Passage:
++++++++++++++++++++
|Publication number||US4458961 A|
|Application number||US 06/287,317|
|Publication date||10 Jul 1984|
|Filing date||27 Jul 1981|
|Priority date||27 Jul 1981|
|Publication number||06287317, 287317, US 4458961 A, US 4458961A, US-A-4458961, US4458961 A, US4458961A|
|Original Assignee||Jess Browning|
|Export Citation||BiBTeX, EndNote, RefMan|
|Patent Citations (27), Referenced by (27), Classifications (10), Legal Events (5)|
|External Links: USPTO, USPTO Assignment, Espacenet|
A computer terminal work station is provided, comprising a selected grouping of modular drawer, file and shelf units which are fastened together such as by sheet metal screws. The work station may house a variety of computer related equipment such as printers, cathode ray tube (CRT), a keyboard and other peripheral devices. The various modular elements are provided with a means for insuring accurate stacking. The modular element for supporting the CRT may be of a first height for supporting the CRT at a height comfortable for viewing by a standing computer operator, or of a second height for supporting the CRT at a height comfortable for viewing by a seated computer operator.
FIG. 1 is a perspective view of a work station designed for comfortable viewing of the CRT by a standing computer operator.
FIG. 2 is a partial cutaway of the end of the work station of FIG. 1 along the line 2--2.
FIG. 3 is a perspective view of a work station designed for comfortable viewing of the CRT by a seated operator.
++++++++++++++++++++
Dataset:
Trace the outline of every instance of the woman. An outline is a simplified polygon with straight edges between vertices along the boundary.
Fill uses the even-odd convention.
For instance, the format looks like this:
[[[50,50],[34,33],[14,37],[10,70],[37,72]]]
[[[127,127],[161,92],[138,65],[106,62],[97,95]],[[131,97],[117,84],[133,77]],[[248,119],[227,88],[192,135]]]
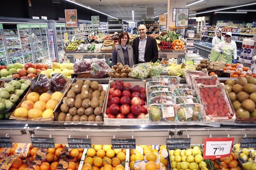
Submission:
[[[121,62],[123,65],[129,65],[132,68],[134,64],[133,50],[132,46],[128,44],[129,37],[128,33],[124,32],[119,36],[118,45],[116,45],[112,52],[112,64],[116,65]]]
[[[225,41],[222,41],[213,48],[216,52],[220,54],[218,61],[222,61],[227,64],[232,64],[234,58],[233,63],[236,62],[237,54],[236,52],[236,42],[232,41],[232,33],[228,32],[225,35]]]
[[[220,56],[220,54],[215,52],[213,50],[213,48],[216,45],[218,44],[220,42],[223,41],[225,41],[224,37],[221,36],[221,31],[220,29],[216,31],[217,35],[213,37],[211,41],[211,44],[213,45],[213,48],[211,48],[211,54],[210,55],[210,62],[216,61]]]

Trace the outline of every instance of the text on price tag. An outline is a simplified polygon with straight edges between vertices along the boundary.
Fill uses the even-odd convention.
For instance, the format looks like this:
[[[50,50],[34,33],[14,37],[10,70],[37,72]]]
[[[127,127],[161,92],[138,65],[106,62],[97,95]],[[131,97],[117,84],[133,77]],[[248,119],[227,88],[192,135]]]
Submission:
[[[205,138],[204,159],[215,159],[230,155],[234,137]]]

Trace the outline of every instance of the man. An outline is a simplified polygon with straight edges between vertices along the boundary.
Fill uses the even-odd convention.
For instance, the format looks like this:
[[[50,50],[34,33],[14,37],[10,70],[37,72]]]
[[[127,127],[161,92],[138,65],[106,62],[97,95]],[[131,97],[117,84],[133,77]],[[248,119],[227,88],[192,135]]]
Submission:
[[[138,31],[140,36],[133,41],[133,51],[135,64],[151,61],[155,62],[158,58],[158,49],[155,38],[148,36],[148,30],[144,25],[139,27]]]

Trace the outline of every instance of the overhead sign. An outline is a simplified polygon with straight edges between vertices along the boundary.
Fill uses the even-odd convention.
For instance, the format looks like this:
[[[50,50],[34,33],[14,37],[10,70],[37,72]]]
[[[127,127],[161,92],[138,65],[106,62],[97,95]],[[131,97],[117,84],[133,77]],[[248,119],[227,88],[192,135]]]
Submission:
[[[66,27],[78,26],[76,10],[65,10],[65,19]]]

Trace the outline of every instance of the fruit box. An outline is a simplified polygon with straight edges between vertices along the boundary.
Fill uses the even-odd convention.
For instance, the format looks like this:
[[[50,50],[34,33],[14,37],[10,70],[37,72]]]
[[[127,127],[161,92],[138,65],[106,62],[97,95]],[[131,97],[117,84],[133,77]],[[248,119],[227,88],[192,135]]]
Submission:
[[[127,82],[130,83],[132,87],[135,85],[139,85],[146,88],[146,81],[142,80],[139,82]],[[111,80],[108,85],[108,89],[110,89],[112,85],[115,84],[114,81]],[[148,98],[147,94],[146,93],[147,98]],[[148,114],[145,116],[144,119],[114,119],[109,118],[106,113],[106,110],[108,108],[107,103],[108,102],[108,91],[107,91],[107,94],[106,95],[105,100],[105,106],[104,107],[104,123],[105,125],[114,126],[134,126],[134,125],[148,125],[149,122],[149,117]],[[147,99],[145,101],[146,105],[148,105]]]
[[[236,119],[223,85],[198,84],[196,93],[204,108],[206,120],[234,120]]]

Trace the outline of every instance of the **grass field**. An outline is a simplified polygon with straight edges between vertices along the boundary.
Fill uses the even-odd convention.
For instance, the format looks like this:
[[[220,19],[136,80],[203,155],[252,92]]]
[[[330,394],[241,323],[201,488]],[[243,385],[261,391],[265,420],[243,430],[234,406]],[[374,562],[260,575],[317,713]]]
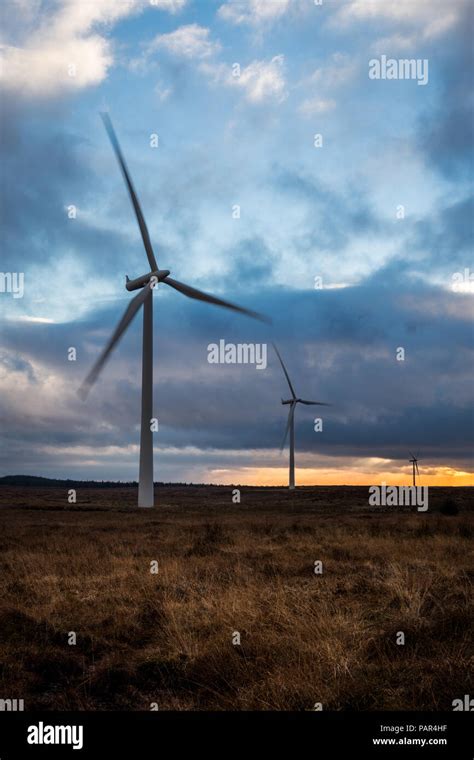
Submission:
[[[366,488],[242,488],[233,504],[230,487],[162,487],[138,510],[134,489],[69,505],[60,488],[3,487],[0,697],[451,710],[473,693],[471,493],[432,489],[427,513],[395,513]],[[440,513],[447,497],[459,514]]]

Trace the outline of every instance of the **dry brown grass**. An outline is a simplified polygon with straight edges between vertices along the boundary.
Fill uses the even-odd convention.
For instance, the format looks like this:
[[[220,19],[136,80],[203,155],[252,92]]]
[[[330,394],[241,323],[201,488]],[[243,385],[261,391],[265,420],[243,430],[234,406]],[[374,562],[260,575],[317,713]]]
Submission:
[[[0,510],[0,697],[26,709],[450,710],[472,694],[464,490],[449,517],[370,513],[361,489],[242,505],[162,489],[153,511],[130,491],[76,509],[27,491]]]

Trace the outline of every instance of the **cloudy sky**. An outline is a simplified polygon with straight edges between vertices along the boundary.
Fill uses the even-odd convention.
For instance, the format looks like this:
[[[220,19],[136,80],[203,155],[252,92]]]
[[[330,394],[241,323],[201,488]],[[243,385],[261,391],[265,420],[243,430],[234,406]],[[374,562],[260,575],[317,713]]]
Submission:
[[[156,480],[287,480],[275,340],[332,404],[319,432],[297,409],[299,483],[407,482],[409,451],[472,483],[469,6],[3,0],[0,474],[137,478],[139,317],[76,393],[147,271],[105,110],[160,267],[273,320],[155,290]],[[219,340],[267,368],[209,364]]]

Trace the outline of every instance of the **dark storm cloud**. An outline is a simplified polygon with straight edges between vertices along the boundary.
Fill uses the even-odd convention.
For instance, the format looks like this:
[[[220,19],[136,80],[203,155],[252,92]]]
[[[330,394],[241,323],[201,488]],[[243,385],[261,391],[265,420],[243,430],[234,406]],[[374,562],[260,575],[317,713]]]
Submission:
[[[312,234],[306,240],[308,249],[320,247],[337,251],[357,235],[383,230],[360,187],[357,192],[350,188],[342,195],[303,170],[297,172],[278,166],[273,169],[272,185],[289,196],[290,202],[307,204],[309,219],[314,219]]]
[[[333,405],[322,411],[324,434],[313,431],[321,410],[298,409],[302,453],[404,459],[408,447],[433,461],[465,461],[473,442],[472,334],[463,314],[468,298],[419,283],[401,287],[383,272],[364,286],[345,290],[266,291],[258,305],[273,315],[271,329],[158,292],[159,444],[176,446],[184,457],[189,446],[217,448],[223,456],[231,450],[277,448],[287,413],[280,399],[288,390],[271,347],[269,366],[262,371],[207,362],[208,344],[221,338],[234,343],[276,338],[297,393]],[[250,298],[246,302],[251,305]],[[20,450],[31,461],[37,451],[38,462],[44,462],[45,441],[58,447],[138,442],[139,318],[88,401],[83,404],[75,394],[123,307],[124,302],[117,302],[83,322],[12,324],[5,330],[10,376],[14,369],[17,377],[29,377],[38,400],[37,415],[26,429],[20,392],[18,404],[3,410],[5,471],[11,471]],[[71,345],[78,351],[75,363],[66,360]],[[405,348],[404,362],[396,360],[398,347]],[[38,375],[44,367],[61,378],[57,414],[49,407],[42,413],[47,388]]]
[[[416,224],[413,243],[448,276],[473,268],[474,196],[463,198]]]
++++++++++++++++++++
Exercise instructions:
**a)** Answer these about the work station patent:
(i) On what date was the application filed?
(ii) What fastens the modular units together?
(iii) What does FIG. 3 show?
**b)** Render this sentence from the work station patent in Spanish: "FIG. 1 is a perspective view of a work station designed for comfortable viewing of the CRT by a standing computer operator."
Rely only on the work station patent text for your answers.

Worked answers:
**a)**
(i) 27 Jul 1981
(ii) Sheet metal screws
(iii) A perspective view of a work station designed for comfortable viewing of the CRT by a seated operator

**b)** La FIG. 1 es una vista en perspectiva de una estación de trabajo diseñada para la visualización cómoda del CRT por parte de un operador de computadora que está de pie.